** Consignes écrites **
A. Dans le texte sur le pardon, à quelle distance du domicile se trouve le resto-café où le rendez-vous a été fixé ?
B. Relevez, s'il vous plaît, chaque ligne des enregistrements qui contient la chaîne "locate". La casse compte.

** Texte à lire **

▬▬▬

Pardonner 70 fois 7 fois, vraiment !

Église Unie St-Pierre et Pinguet https://www.stpierrepinguet.org/wp

Pardonner 70 fois, 7 fois, vraiment ! Comme c’est difficile de pardonner.

Imaginez-vous quelqu’un qui vous appelle pour vous dire qu’elle a le goût de prendre de vos nouvelles et de passer un bon moment avec vous. Vous êtes maintenant assis au restaurant où vous vous êtes donné rendez-vous. Un beau resto-café situé à 25 km de chez vous. Et là, vous attendez, vous attendez, vous attendez, et après 30 minutes, vous avez même tenté de rejoindre la personne sans succès sur son cellulaire ou par un message texte. Vous n’avez aucune réponse. Vous finissez votre déjeuner seul et votre toast passe un peu de travers.

La personne vous appelle le lendemain et se confond en excuses. Vous pardonnez et convenez d’un nouveau rendez-vous. Mais après 7 fois que la personne ne se présente pas au rendez-vous, (pas 70 fois 7 fois : 490 fois), voulez-vous encore lui pardonner et convenir d’une nouvelle date de rencontre ?

Le texte de ce matin vient tout de suite après celui de la semaine dernière, où Jésus nous propose une méthode ou des étapes pour résoudre un conflit avec une autre personne :

  • Parler à la personne concernée
  • Parler à la personne, avec l’aide d’autres pour trouver une solution
  • Parler à Église, probablement à son pasteur ou à des amis, pour rechercher ensemble une solution dans l’amour…
  • Et, finalement, exclure la personne concernée de la communauté… Mettre une certaine distance entre la personne et nous.

Le conflit est inévitable entre les humains. Nous sommes des êtres sociaux imparfaits, remplis de peurs, d’attentes, d’ambitions, de besoins d’amour, de reconnaissance, de nourriture, etc. Ces besoins humains sont essentiels à notre vie, à notre survie.

De plus, comme être humain, parfois, nos besoins sont un peu déréglés, gonflés à l’hélium de l’égo, de la peur ou de l’envie. Ces besoins exacerbés risquent encore plus de nous conduire à des conflits.

▬▬▬

Liste des données

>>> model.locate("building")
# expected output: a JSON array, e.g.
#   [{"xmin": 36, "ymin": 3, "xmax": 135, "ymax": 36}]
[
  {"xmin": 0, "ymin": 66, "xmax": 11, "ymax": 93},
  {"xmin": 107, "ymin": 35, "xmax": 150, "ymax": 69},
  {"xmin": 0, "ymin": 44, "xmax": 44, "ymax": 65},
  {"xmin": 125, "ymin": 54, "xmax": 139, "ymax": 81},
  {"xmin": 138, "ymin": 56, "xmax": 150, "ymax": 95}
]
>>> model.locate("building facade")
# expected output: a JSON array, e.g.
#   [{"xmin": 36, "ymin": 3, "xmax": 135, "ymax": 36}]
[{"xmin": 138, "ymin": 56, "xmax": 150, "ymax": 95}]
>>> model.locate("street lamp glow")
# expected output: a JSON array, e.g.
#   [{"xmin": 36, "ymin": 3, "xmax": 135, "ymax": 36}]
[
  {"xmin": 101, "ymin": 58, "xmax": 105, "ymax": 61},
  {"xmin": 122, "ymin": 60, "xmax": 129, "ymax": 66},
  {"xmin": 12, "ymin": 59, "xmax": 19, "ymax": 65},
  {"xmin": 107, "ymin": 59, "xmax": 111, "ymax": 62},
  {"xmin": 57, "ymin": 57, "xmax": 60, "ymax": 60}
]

▬▬▬

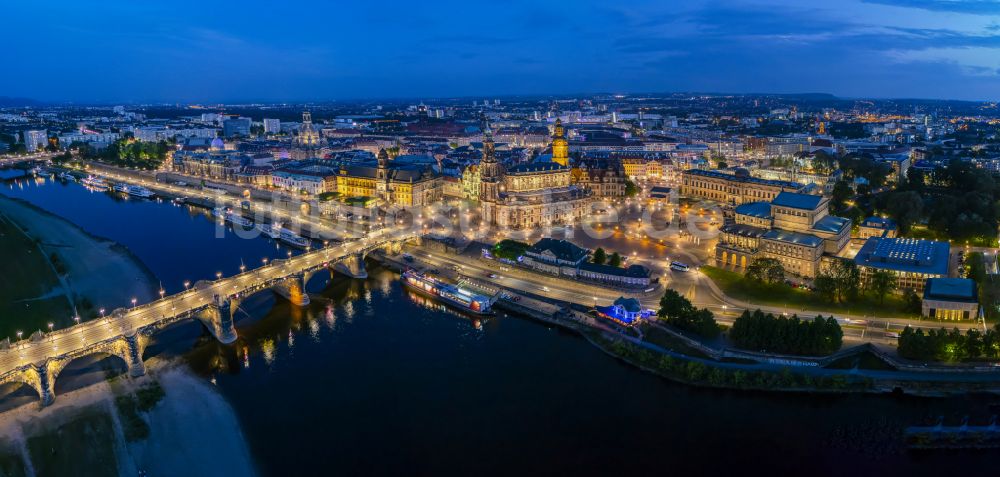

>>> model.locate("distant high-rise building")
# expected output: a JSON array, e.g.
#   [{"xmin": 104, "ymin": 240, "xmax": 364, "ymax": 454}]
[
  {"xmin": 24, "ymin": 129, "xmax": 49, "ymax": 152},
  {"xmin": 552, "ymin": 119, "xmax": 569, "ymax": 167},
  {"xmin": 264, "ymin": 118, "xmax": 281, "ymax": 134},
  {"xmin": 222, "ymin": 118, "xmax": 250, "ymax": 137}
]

▬▬▬

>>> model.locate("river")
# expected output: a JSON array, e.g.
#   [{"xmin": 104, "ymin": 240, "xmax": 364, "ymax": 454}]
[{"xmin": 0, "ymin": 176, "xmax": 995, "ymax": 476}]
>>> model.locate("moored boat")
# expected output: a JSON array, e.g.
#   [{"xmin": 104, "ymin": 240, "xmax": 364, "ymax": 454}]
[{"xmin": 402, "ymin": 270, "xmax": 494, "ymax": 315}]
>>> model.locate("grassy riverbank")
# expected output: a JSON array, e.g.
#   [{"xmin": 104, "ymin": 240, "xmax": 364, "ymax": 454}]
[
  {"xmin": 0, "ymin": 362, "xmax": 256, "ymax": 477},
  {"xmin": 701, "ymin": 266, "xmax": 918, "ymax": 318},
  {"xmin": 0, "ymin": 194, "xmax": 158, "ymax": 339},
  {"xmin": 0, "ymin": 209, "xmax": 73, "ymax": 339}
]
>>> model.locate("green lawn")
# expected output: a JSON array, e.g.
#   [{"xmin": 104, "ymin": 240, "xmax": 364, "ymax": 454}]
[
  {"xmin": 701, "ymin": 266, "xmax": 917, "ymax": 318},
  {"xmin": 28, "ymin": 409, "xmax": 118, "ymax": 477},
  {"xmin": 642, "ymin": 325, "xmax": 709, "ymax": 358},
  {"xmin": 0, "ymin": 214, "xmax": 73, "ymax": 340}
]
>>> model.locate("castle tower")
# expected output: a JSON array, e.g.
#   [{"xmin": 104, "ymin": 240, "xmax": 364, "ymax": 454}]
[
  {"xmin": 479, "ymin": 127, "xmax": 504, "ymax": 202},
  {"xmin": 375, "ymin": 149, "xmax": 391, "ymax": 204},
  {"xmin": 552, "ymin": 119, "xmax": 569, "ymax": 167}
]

▬▬▬

** Résultats des tâches **
A. À 25 km.

B.
>>> model.locate("building")
>>> model.locate("building facade")
>>> model.locate("street lamp glow")
>>> model.locate("distant high-rise building")
>>> model.locate("river")
>>> model.locate("moored boat")
>>> model.locate("grassy riverbank")
>>> model.locate("green lawn")
>>> model.locate("castle tower")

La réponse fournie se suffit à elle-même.